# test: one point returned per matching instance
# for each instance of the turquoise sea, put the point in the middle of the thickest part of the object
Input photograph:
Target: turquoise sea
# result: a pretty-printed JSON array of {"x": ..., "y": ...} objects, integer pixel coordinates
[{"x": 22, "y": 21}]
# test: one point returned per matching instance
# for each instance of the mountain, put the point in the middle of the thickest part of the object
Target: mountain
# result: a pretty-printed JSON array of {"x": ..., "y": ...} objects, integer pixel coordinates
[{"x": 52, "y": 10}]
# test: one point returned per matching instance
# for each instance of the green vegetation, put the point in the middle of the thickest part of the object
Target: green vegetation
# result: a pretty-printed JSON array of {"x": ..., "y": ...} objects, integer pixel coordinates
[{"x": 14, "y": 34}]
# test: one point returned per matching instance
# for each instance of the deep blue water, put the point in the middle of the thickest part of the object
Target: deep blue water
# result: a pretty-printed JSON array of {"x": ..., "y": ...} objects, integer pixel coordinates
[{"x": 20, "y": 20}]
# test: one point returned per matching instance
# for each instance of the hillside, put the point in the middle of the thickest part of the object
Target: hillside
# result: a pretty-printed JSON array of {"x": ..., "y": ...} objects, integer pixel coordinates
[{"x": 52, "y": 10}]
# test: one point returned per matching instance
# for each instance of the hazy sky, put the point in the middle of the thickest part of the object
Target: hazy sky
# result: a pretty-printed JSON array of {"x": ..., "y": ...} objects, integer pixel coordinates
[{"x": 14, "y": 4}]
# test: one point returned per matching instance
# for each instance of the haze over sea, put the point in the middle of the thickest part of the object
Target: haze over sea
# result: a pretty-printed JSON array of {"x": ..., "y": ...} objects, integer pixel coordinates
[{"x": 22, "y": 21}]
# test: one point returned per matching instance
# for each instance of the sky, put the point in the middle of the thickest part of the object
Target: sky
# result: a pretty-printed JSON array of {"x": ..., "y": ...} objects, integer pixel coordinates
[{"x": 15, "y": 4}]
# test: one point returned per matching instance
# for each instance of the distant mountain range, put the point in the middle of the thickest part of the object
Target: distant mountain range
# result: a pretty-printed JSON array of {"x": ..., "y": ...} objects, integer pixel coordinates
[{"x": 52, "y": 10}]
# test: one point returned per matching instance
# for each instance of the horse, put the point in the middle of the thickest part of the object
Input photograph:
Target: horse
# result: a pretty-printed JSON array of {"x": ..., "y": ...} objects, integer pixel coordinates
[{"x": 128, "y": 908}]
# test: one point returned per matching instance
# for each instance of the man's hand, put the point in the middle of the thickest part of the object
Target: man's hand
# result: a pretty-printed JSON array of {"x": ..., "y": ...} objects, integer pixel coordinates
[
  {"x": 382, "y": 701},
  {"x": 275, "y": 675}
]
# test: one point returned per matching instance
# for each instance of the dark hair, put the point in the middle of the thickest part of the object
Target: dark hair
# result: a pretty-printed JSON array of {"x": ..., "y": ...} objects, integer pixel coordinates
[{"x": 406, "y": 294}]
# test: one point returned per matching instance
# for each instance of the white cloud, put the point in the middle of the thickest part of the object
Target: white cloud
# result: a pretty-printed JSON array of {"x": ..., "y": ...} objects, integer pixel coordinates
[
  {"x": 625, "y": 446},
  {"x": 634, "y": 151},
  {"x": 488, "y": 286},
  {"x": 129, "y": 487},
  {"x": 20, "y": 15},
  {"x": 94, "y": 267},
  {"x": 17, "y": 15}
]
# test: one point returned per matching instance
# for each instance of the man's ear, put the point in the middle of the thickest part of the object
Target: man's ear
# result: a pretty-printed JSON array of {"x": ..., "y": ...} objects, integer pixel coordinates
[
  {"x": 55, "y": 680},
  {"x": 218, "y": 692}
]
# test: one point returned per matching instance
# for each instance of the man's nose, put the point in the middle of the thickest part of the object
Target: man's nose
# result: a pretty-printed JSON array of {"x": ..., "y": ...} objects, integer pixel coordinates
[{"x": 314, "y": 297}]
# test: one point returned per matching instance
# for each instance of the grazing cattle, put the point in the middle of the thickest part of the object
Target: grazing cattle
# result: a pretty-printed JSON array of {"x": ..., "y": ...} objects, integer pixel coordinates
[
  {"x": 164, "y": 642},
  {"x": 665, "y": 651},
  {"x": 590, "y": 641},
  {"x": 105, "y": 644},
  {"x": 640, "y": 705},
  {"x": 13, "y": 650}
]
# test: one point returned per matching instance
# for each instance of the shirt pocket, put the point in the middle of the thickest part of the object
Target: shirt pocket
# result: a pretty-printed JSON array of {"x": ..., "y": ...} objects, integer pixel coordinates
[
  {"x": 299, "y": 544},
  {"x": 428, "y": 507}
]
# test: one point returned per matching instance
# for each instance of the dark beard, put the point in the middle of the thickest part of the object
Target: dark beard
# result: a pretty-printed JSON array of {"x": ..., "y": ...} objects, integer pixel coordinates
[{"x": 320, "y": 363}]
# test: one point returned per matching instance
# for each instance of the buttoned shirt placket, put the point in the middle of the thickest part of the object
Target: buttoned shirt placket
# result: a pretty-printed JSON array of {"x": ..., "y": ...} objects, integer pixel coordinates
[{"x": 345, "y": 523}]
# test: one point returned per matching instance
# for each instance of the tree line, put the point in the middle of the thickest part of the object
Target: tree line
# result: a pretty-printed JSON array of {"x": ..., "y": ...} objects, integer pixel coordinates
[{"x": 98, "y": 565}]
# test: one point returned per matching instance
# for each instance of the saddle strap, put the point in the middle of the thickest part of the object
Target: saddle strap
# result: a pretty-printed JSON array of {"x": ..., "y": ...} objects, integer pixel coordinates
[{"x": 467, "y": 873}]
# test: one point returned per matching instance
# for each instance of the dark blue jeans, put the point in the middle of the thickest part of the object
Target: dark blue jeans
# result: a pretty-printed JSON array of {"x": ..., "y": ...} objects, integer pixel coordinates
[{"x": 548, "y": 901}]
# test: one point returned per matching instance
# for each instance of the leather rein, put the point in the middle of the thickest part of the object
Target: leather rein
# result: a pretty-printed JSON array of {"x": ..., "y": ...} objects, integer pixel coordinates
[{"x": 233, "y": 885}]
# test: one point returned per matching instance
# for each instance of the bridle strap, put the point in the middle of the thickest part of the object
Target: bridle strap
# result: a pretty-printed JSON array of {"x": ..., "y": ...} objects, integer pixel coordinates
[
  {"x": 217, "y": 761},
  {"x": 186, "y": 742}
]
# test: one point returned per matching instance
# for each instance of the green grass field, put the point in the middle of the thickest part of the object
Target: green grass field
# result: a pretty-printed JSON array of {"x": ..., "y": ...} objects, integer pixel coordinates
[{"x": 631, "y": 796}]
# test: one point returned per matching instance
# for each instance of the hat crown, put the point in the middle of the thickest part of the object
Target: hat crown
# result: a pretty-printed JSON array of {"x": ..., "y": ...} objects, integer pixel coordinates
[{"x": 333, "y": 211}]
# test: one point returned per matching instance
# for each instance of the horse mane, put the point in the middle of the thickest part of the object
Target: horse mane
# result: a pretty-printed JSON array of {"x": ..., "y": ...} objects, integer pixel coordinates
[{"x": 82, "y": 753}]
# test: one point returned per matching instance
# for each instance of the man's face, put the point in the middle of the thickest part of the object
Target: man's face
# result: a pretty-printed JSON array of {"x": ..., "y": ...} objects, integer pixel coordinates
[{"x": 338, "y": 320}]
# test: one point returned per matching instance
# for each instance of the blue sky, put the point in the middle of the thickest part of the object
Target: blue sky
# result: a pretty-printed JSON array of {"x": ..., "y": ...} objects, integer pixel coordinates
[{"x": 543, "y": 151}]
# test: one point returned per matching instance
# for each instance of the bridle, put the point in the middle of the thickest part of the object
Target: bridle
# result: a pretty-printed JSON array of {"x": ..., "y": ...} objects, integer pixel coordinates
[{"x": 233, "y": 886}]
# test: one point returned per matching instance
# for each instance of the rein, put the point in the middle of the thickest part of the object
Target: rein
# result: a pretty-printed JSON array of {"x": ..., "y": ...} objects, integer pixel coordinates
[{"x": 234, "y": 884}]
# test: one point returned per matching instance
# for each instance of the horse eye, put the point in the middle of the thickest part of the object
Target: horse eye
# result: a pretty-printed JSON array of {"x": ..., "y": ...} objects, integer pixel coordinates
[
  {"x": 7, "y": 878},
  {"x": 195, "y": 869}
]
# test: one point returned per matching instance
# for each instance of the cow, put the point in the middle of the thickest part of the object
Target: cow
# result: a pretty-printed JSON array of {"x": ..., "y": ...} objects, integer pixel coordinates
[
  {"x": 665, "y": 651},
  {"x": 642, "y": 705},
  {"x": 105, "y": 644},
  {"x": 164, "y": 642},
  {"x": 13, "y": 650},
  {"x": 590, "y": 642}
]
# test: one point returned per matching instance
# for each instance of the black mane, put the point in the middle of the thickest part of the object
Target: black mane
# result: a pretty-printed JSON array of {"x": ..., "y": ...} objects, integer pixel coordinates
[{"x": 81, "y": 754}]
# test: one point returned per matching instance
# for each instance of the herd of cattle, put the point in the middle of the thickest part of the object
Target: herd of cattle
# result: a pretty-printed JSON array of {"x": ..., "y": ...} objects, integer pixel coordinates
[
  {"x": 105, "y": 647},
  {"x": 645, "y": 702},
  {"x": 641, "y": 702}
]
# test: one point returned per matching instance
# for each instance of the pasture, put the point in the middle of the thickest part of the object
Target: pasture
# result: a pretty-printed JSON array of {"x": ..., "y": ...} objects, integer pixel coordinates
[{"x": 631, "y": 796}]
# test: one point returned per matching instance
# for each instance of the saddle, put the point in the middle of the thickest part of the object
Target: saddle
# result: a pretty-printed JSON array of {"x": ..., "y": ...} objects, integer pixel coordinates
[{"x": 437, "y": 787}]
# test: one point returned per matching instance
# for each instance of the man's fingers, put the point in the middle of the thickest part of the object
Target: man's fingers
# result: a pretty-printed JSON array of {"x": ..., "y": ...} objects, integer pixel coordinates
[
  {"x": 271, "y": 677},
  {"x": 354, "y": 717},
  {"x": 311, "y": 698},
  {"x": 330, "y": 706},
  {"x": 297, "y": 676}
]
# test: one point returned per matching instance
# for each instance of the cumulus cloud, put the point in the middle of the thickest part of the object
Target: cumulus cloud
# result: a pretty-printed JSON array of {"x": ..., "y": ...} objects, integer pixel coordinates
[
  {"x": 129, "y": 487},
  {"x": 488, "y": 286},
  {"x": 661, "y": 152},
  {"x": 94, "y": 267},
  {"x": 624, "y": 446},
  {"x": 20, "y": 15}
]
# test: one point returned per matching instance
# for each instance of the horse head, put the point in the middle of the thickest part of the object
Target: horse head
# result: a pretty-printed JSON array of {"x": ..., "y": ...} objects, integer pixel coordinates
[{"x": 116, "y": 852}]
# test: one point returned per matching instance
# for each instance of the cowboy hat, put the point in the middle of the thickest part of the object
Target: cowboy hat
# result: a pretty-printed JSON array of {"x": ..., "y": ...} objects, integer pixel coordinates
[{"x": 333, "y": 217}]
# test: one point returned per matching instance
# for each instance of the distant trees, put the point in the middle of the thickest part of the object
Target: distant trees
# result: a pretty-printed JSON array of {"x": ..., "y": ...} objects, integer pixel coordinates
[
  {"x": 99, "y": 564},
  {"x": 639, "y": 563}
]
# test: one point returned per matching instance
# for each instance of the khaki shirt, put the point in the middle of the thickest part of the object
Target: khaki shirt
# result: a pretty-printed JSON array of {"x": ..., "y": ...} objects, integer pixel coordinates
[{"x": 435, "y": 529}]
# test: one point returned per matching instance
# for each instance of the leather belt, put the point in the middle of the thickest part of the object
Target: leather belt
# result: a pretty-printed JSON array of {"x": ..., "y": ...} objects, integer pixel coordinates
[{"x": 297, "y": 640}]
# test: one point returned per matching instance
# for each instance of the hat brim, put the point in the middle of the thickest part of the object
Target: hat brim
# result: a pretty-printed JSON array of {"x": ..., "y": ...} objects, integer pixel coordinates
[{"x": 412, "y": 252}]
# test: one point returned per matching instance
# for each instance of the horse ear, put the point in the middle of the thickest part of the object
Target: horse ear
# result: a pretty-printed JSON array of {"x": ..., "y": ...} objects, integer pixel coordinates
=====
About this task
What do the lines above say from the one containing "# for each instance of the white" down to the one containing "Target: dark beard"? Return them exactly, both end lines included, and only them.

Response area
# for each instance of the white cloud, put the point in the middle of the thickest part of the object
Target: white cloud
# result: a pretty-printed JSON array of {"x": ..., "y": ...} objects, integer pixel coordinates
[
  {"x": 625, "y": 446},
  {"x": 634, "y": 151},
  {"x": 488, "y": 286},
  {"x": 129, "y": 487},
  {"x": 20, "y": 15},
  {"x": 94, "y": 267},
  {"x": 17, "y": 15}
]
# test: one point returned per matching instance
# for each instance of the man's ear, put the point in the middle of the thickest part of the object
Target: man's ear
# result: a pretty-printed JSON array of {"x": ..., "y": ...} objects, integer pixel coordinates
[
  {"x": 55, "y": 680},
  {"x": 218, "y": 692}
]
# test: one point returned per matching instance
# for each instance of the man's nose, put the point in the middle of the thickest part of the object
Target: man's nose
# result: a pretty-printed JSON array of {"x": ..., "y": ...} objects, integer pixel coordinates
[{"x": 314, "y": 297}]
# test: one point returned per matching instance
# for each instance of the grazing cattle, put the point in the middle of the thickest part of the object
Target: grazing cattle
# result: a pretty-printed JSON array of {"x": ..., "y": ...} objects, integer pixel coordinates
[
  {"x": 164, "y": 642},
  {"x": 665, "y": 651},
  {"x": 590, "y": 641},
  {"x": 105, "y": 644},
  {"x": 640, "y": 705},
  {"x": 13, "y": 650}
]
# test: one point returned per matching instance
# for each instance of the shirt pocket, put the point in the middle of the thickest part of the object
Target: shirt pocket
# result: a pretty-printed JSON array of {"x": ..., "y": ...} objects, integer pixel coordinates
[
  {"x": 299, "y": 544},
  {"x": 428, "y": 507}
]
# test: one point returned per matching instance
# for each instance of the dark beard, put the point in the middle of the thickest part of the object
Target: dark beard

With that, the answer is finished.